[EXCERPT PROVIDED Boundary: Start]

The Pain of Language: Language and Migration
"In the Name of Language": The Continuous Cost of Language Learning
Elana Shohamy
Tel Aviv University
4:00 pm, Monday, March 22, 2010
254 Van Hise Hall
Abstract
The act of acquiring a new language, whether in the context of international migration or in inter-migration between home and school requires high price and costs in terms of academic achievements, emotional dimensions, exclusion, rejection, discrimination and unrealistic expectations such as via language tests. Immigrants make various sacrifices when they are faced with these requirements and these costs are especially high given the high demands by the host society, not aware of these difficulties and impose various strategies 'in the name of language'. In this talk I will address a number of such cases of the high demands enforced on immigrants with little awareness as to those who introduce these policies regarding the costs and feasibility of the demands. The cases to be discussed are: the cost of the need to acquire Hebrew in Palestine in the 1930's when immigrants were 'forced' into Hebrew as part of national ideology; the difficulties that immigrant students go through in terms of language discrimination, low academic achievements when they are being tested in their new L-2 so to fit into prescribed academic expectations; adult immigrants who are forced into language tests in the new languages as a condition for continued residence in the new place and facing expulsion and deportation if they do not pass, and no opportunities to learn. Other cases include the learning new languages by adults even in cases when they are proficiency in English, a language perceived to be of high prestige and status. Other cases refer to students in higher education in many contexts such as when Arabs I Israel have no choice but to learn in Hebrew in academic institutions while their school educational system is taught via Arabic. In all these cases, the policies are difficult to comply with as they require unfeasible costs. How these demands affect language rights, participation and justice will be discussed and elaborated leading to proposals for more inclusive, considerate and less discriminatory policies.
This lecture is free and open to the public. Sponsored by the Language Institute, with funding from the College of Letters and Science Anonymous Fund.

[EXCERPT PROVIDED Boundary: End]
[RECORD EXTRACTS Boundary: Start]

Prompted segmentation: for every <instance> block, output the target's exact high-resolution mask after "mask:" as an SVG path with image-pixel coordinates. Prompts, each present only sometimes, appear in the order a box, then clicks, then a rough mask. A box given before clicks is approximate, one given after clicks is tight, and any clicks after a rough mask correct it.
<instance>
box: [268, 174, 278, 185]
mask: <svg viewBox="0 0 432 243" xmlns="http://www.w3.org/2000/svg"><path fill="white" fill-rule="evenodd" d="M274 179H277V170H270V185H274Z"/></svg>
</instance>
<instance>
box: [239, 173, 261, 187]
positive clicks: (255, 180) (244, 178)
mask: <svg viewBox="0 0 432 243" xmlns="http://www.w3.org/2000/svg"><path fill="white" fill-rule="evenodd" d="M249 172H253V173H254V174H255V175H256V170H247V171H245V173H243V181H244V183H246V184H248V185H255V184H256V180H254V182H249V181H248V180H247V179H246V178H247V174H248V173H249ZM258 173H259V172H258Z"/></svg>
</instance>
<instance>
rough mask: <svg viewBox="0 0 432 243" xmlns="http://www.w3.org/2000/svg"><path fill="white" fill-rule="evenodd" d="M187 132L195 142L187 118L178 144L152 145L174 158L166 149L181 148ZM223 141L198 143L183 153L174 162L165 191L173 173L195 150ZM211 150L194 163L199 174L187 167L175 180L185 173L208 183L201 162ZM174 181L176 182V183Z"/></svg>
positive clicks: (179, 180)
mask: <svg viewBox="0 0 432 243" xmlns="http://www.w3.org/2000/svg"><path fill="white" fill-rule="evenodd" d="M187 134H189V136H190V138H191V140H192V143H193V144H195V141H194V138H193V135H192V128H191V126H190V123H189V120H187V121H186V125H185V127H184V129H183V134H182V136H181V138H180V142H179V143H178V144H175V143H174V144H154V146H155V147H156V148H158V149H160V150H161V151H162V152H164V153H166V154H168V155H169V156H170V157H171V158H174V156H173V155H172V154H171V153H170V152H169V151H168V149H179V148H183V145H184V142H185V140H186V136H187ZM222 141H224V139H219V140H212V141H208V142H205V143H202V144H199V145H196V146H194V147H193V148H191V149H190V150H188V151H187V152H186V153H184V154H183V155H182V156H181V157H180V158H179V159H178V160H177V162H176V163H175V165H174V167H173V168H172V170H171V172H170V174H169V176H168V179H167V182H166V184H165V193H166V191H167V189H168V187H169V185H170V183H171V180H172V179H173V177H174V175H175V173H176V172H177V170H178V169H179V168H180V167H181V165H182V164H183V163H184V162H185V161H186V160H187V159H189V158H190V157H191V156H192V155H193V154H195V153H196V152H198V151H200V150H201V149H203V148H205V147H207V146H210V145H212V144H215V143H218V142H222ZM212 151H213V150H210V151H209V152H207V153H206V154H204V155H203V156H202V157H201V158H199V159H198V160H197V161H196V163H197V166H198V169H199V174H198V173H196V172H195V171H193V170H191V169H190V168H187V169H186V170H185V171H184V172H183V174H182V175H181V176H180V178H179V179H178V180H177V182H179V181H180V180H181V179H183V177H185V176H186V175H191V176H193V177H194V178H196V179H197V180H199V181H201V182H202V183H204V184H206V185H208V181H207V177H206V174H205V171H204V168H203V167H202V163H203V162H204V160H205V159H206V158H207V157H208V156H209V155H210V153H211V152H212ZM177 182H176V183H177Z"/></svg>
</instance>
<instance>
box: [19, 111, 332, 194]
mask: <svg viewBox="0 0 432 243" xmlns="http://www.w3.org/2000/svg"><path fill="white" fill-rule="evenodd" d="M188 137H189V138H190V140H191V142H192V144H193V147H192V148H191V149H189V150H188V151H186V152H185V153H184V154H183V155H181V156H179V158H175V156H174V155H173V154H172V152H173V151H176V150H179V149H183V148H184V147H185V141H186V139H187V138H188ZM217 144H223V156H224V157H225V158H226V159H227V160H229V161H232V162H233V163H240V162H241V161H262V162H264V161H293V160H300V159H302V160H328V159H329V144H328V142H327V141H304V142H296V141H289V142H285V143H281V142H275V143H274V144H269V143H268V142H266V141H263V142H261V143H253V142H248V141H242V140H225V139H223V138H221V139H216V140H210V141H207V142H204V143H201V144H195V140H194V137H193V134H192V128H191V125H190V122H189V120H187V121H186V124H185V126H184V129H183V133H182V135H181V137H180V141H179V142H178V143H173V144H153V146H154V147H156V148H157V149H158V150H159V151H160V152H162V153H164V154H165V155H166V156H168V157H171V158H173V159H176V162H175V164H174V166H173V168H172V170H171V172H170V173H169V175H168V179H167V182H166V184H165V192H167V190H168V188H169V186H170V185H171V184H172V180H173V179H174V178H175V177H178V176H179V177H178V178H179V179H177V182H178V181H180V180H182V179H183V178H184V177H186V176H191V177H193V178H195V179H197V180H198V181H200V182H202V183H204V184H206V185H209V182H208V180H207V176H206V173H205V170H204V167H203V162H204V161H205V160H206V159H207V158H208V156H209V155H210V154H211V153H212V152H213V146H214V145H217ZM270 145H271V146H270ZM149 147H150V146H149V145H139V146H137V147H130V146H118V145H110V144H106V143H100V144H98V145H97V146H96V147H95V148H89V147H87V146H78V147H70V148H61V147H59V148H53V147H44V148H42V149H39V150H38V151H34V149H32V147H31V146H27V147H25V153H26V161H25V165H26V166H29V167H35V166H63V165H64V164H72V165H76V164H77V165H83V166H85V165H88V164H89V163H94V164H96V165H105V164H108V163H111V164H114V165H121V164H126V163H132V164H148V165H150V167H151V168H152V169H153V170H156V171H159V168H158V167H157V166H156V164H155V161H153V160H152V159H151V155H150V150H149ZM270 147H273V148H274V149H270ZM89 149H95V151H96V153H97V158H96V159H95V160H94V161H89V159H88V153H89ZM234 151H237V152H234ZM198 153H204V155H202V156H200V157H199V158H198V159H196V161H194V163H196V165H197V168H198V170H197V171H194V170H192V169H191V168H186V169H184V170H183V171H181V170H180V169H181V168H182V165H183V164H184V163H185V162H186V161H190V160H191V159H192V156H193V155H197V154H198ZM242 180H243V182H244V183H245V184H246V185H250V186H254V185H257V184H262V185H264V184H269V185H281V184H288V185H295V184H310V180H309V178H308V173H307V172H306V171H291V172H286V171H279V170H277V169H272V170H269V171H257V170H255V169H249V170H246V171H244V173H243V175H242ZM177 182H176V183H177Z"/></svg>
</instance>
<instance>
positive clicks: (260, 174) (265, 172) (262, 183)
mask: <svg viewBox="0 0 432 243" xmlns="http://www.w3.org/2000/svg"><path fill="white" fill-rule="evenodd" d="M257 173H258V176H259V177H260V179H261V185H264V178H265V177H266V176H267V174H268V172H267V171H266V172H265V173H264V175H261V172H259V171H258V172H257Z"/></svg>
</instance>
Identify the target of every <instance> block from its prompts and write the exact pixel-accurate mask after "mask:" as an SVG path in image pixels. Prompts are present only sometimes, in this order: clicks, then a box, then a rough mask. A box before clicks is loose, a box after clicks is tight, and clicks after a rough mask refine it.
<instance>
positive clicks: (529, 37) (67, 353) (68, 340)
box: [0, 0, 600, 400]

[RECORD EXTRACTS Boundary: End]

PROBLEM 1:
Answer these questions from the lecture announcement, one answer per line, marked as the questions are:
(a) In what room is the lecture held?
(b) Which language were immigrants to Palestine in the 1930s "forced" into?
(c) Which institute sponsored the lecture?
PROBLEM 2: Transcribe the lecture announcement word for word, starting at "This lecture is" and ending at "Science Anonymous Fund.".
PROBLEM 3: List every language the lecture announcement names.

ANSWER SPACE 1:
(a) 254 Van Hise Hall
(b) Hebrew
(c) The Language Institute

ANSWER SPACE 2:
This lecture is free and open to the public. Sponsored by the Language Institute, with funding from the College of Letters and Science Anonymous Fund.

ANSWER SPACE 3:
Hebrew
English
Arabic